# [AIM OF THE TASK]
Return every line of the data below exactly, but do not include the images.

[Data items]
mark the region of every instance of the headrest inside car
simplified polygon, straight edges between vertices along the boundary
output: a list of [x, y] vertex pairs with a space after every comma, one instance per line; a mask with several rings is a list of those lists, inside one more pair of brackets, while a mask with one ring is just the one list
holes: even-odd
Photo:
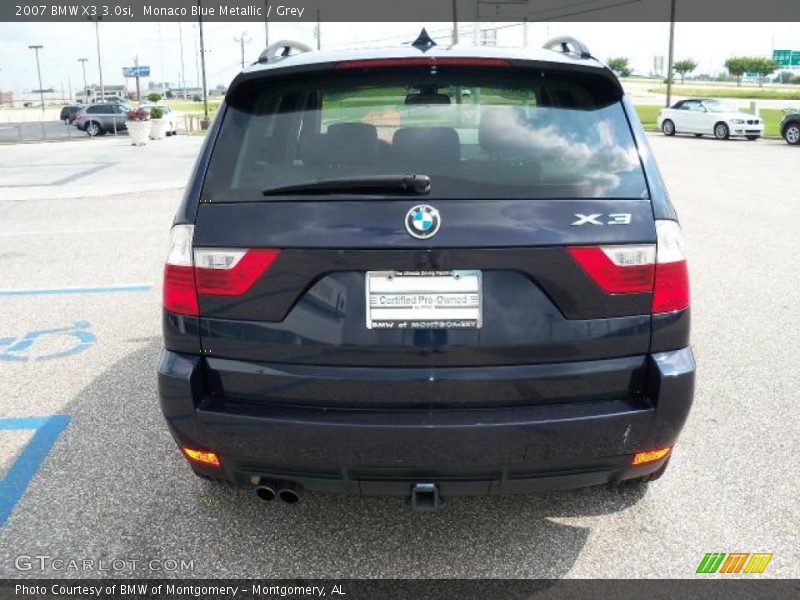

# [RESPONSE FOR THIS EXERCISE]
mark the region of every instance of the headrest inside car
simplified polygon, straight edges between vertices along the boundary
output: a list of [x, y] vertex pairs with a space after every comma, one instance per line; a mask with several rings is a list of those lists, inside one more pair of brackets, while a mask with one ring is just the one list
holes: even-odd
Photo:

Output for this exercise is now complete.